+++ Task input +++

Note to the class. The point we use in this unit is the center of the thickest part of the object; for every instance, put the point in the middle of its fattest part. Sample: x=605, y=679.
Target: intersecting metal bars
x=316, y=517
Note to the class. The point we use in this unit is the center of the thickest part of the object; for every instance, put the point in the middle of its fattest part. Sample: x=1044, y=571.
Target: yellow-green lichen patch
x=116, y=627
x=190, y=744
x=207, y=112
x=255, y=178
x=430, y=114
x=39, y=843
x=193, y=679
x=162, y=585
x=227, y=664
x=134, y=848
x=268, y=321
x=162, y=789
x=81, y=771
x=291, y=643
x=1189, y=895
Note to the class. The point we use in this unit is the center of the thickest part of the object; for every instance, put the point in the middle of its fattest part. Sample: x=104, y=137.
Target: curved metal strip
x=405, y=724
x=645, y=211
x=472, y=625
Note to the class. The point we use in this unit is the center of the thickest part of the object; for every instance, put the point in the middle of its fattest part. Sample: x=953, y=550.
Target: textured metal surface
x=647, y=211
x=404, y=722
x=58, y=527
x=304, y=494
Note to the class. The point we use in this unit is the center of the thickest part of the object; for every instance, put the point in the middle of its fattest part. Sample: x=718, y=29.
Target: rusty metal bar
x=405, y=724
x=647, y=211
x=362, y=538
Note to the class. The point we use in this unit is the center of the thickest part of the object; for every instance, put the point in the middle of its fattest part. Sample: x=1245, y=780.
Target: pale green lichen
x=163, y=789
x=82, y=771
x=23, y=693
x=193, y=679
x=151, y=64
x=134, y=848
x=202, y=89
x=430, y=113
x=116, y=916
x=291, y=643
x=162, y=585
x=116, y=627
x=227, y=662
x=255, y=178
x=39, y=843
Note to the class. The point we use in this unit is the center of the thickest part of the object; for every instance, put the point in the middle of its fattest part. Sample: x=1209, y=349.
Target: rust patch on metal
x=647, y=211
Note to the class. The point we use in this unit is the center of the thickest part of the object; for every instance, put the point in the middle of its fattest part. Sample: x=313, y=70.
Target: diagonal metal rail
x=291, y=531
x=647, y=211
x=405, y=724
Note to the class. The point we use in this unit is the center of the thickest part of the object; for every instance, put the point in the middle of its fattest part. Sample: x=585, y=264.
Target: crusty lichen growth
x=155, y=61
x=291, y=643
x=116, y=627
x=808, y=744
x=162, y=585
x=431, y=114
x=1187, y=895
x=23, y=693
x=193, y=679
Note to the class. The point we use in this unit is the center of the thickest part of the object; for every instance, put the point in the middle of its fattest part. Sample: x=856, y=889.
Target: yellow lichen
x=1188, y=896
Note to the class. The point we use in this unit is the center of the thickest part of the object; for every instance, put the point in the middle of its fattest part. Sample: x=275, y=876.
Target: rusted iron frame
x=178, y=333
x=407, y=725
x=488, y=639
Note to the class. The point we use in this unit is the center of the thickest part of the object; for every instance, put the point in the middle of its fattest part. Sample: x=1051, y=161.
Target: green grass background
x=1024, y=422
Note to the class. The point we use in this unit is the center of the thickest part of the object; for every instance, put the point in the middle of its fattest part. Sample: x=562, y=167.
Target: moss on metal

+++

• _Written problem_
Could you write out the data from its start up to and including the line with "x=316, y=517", keeping every line in full? Multiply each answer coordinate by 2.35 and round to whole numbers with halves going up, but leave the sample coordinates unchanged.

• _Exercise answer_
Note to the class. The point we use in this unit is the center of the thickest part of the object; for every instance, put the point in the middle of its fattest part. Sample: x=605, y=679.
Target: intersecting metal bars
x=743, y=1215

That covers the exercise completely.